▶ Given task
Output the full material exactly as it appears here.
[start of Entries supplied]
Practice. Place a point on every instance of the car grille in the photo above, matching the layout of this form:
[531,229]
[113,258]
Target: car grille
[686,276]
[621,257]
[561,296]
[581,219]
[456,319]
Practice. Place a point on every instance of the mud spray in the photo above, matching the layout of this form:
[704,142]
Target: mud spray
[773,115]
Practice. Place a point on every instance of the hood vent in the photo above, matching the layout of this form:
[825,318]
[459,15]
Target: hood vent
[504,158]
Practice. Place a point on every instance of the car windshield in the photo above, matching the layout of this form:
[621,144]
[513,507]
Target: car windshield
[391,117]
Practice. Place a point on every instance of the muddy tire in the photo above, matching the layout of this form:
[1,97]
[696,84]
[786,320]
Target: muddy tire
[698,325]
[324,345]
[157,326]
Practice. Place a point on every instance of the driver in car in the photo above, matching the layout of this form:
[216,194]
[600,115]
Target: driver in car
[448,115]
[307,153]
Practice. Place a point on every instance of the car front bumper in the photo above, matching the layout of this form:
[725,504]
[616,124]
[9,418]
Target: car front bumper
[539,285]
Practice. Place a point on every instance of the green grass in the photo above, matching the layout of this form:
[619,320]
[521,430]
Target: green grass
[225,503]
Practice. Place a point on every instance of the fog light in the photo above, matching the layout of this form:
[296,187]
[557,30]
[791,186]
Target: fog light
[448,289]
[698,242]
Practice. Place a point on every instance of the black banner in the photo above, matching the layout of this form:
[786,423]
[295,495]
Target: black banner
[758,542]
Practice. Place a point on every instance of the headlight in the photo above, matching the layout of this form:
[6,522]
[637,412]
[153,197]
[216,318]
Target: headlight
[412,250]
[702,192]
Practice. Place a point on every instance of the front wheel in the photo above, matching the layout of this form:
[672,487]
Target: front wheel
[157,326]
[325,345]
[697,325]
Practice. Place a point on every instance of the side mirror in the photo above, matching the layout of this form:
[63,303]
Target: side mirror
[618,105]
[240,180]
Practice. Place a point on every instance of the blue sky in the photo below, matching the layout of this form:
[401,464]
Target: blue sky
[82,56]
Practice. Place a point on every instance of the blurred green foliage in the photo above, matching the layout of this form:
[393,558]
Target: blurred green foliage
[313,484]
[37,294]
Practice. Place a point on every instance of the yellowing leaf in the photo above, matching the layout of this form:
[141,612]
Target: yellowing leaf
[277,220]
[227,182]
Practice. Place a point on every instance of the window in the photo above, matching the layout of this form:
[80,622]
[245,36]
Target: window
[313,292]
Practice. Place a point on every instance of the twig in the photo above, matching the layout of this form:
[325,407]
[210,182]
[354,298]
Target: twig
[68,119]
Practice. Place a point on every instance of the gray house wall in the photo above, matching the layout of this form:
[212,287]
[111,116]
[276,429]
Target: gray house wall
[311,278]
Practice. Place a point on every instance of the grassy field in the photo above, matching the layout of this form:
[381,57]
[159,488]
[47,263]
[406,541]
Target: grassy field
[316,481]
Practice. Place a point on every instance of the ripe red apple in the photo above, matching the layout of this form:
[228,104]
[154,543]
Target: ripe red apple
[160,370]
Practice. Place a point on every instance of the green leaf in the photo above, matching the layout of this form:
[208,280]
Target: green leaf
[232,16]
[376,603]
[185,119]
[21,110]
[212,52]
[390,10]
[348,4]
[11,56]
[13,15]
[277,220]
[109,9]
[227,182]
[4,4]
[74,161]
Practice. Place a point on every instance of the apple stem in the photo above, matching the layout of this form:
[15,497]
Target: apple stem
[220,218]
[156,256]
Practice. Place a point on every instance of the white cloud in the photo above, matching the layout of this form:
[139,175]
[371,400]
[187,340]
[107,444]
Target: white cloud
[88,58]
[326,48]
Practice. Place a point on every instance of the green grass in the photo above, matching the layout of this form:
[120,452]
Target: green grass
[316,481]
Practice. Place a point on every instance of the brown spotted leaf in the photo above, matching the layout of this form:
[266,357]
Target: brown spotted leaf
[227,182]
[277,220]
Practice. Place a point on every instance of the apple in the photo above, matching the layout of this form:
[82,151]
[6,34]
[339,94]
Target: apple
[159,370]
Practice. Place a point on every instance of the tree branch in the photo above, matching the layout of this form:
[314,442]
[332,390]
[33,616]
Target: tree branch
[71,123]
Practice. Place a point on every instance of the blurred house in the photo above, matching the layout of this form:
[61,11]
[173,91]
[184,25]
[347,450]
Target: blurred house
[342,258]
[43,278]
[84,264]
[end of Entries supplied]
▶ Worked solution
Practice. Place a point on every instance of the car grille in the photo above, matching the layout of this form:
[531,229]
[113,258]
Target: car grille
[686,276]
[621,257]
[561,296]
[581,219]
[456,319]
Practice. Place a point on every instance of the mud spray in the photo above, matching the layout of this form:
[704,142]
Target: mud spray
[773,115]
Practice. Place a point on every instance of the hood vent in the photo above, matching the layout of this form:
[825,318]
[459,15]
Target: hood vent
[504,158]
Practice. Place a point on every instance of the car windshield in the photo above, matching the layout of this form:
[621,144]
[513,507]
Target: car windshield
[391,117]
Practice. Place a point on every instance of the muddy tire in the photo above, matching the layout of this form:
[1,97]
[696,84]
[786,320]
Target: muddy tire
[698,325]
[324,345]
[157,326]
Practice. Place a point on every instance of the driver in car in the photo above, matching the layout of this form:
[216,194]
[600,115]
Target: driver in car
[448,115]
[307,153]
Practice. Place a point on every instance of the car front bumper in the photo above, matching the layout of this form:
[725,504]
[616,124]
[9,418]
Target: car front bumper
[539,285]
Practice. Place a point on every instance of the green grass in the photo above, matching the layout of this form:
[619,320]
[521,430]
Target: green grass
[225,503]
Practice. Place a point on every instance of the fog light in the photo above, matching the layout of this form:
[296,187]
[557,30]
[791,186]
Target: fog light
[448,289]
[698,242]
Practice. Place a point on every instance of the black banner in the photo above, matching the layout of this form:
[786,423]
[295,495]
Target: black banner
[758,542]
Practice. Place a point on every instance of the headlight in the photo above, matching the layout of this form:
[6,522]
[637,412]
[153,197]
[216,318]
Target: headlight
[412,250]
[702,192]
Practice. Place a point on every instance of the front wheel in the photo above, matching the layout of this form:
[672,487]
Target: front wheel
[157,326]
[325,345]
[697,325]
Practice. Place a point on every instance of the side mirror in the photo above, matching the layout of this form:
[63,303]
Target: side mirror
[618,105]
[240,180]
Practice. Place a point on every instance of the blue sky in the photo below, matching the layout of this form:
[401,464]
Target: blue sky
[82,56]
Practice. Place a point on every instance of the blurred green foliage in the photo above, matching the layout of this form:
[393,558]
Target: blurred green foliage
[313,484]
[37,294]
Practice. Place a point on every instance of the yellowing leaf in the photo above, matching the layout of this form:
[141,612]
Target: yellowing leaf
[277,220]
[227,182]
Practice. Place a point on every instance of the window in the photo above, matching the layout of this form:
[80,622]
[245,36]
Target: window
[313,292]
Practice. Place a point on every instance of the twig in the photo above, matching the layout of this form:
[325,407]
[210,182]
[354,298]
Target: twig
[68,119]
Practice. Place a point on every instance of the gray house wall in the photo above, matching the layout of this form:
[212,287]
[111,116]
[276,429]
Target: gray house wall
[311,278]
Practice. Place a point on every instance of the grassy field in the photo above, matching the layout of this form:
[381,57]
[159,488]
[47,263]
[406,541]
Target: grassy field
[316,481]
Practice. Place a point on every instance of the ripe red apple in the photo above, matching the layout of this form:
[228,104]
[154,543]
Target: ripe red apple
[160,370]
Practice. Place a point on every instance of the green leaf in the photo above, matching the layout of this form:
[208,280]
Target: green leaf
[232,16]
[376,603]
[185,119]
[21,110]
[212,52]
[390,10]
[348,4]
[11,56]
[13,15]
[277,220]
[109,9]
[227,182]
[4,4]
[74,161]
Practice. Place a point on every instance of the apple stem in the photo above, matching the layout of this form:
[15,497]
Target: apple stem
[220,218]
[156,256]
Practice. Place a point on every instance of the white cloud in the photo above, matching the layout of this form:
[139,175]
[371,400]
[187,340]
[107,444]
Target: white cloud
[88,58]
[326,48]
Practice. Place a point on every instance of the green grass in the photo above, matching the layout of this form:
[120,452]
Target: green grass
[316,481]
Practice. Place a point on every instance of the brown spotted leaf in the photo above, matching the layout of this form:
[266,357]
Target: brown spotted leaf
[227,182]
[277,220]
Practice. Place a point on every instance of the apple in the photo above, matching the layout of this form:
[82,151]
[6,34]
[339,94]
Target: apple
[159,370]
Practice. Place a point on every instance of the tree branch in the photo above, matching the layout of this form:
[314,442]
[332,390]
[33,616]
Target: tree branch
[71,123]
Practice. Place a point on every instance of the blurred house in the photo above, matching the layout of this form:
[61,11]
[173,91]
[184,25]
[347,450]
Target: blurred house
[342,258]
[43,278]
[84,264]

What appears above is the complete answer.